(Stored items from a collection)
╭──
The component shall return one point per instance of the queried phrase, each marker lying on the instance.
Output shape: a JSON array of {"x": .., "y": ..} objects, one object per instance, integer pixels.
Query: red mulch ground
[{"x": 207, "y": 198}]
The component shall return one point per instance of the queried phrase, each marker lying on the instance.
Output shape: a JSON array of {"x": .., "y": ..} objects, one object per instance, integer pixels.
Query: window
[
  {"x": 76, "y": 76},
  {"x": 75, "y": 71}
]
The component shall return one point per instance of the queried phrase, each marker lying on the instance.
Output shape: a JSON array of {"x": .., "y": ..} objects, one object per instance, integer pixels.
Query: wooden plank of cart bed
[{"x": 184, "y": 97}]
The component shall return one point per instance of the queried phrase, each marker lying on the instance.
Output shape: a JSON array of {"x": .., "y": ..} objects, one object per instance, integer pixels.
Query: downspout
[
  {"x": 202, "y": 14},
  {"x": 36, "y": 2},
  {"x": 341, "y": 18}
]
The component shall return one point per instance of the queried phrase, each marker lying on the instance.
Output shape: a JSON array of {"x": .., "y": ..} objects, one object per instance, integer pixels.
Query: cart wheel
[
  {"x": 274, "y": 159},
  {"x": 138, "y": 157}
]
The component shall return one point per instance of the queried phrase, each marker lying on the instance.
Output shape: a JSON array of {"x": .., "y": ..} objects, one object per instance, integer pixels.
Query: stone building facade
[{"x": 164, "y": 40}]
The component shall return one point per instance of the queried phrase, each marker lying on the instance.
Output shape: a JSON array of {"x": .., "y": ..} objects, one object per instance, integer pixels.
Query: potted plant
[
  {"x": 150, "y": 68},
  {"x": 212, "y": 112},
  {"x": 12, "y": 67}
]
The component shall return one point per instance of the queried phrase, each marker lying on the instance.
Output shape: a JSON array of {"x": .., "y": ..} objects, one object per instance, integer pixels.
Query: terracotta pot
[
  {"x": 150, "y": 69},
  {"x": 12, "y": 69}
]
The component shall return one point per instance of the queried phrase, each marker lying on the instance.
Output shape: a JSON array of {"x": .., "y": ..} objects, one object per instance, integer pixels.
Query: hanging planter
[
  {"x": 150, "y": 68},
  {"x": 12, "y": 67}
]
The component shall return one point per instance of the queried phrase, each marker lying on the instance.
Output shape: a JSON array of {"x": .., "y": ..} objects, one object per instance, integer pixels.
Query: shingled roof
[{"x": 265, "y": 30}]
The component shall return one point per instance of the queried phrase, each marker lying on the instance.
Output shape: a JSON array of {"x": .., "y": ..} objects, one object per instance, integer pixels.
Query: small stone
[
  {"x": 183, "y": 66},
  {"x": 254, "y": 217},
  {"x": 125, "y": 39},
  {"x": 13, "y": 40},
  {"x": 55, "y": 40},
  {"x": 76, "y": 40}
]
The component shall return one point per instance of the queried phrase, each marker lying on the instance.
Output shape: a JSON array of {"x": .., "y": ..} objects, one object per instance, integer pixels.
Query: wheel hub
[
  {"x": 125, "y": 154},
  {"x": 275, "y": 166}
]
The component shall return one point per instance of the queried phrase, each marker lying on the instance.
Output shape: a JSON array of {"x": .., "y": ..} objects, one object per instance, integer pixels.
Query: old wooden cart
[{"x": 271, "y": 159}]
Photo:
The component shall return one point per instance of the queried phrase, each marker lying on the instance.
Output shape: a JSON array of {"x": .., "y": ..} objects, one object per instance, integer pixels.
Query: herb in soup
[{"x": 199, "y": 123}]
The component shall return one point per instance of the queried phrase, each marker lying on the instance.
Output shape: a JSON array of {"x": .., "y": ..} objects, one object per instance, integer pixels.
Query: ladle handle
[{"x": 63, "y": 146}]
╰──
Precisely the line with "Query: herb in soup" and the lines after it, up to the last line of the entries above, are to be reproduced, and nothing more.

Query: herb in soup
[{"x": 199, "y": 123}]
The component shall return one point per instance of the queried phrase, each marker lying on the instance.
Output shape: a JSON array of {"x": .., "y": ..} objects, one object per instance, integer pixels.
Query: ladle handle
[{"x": 63, "y": 146}]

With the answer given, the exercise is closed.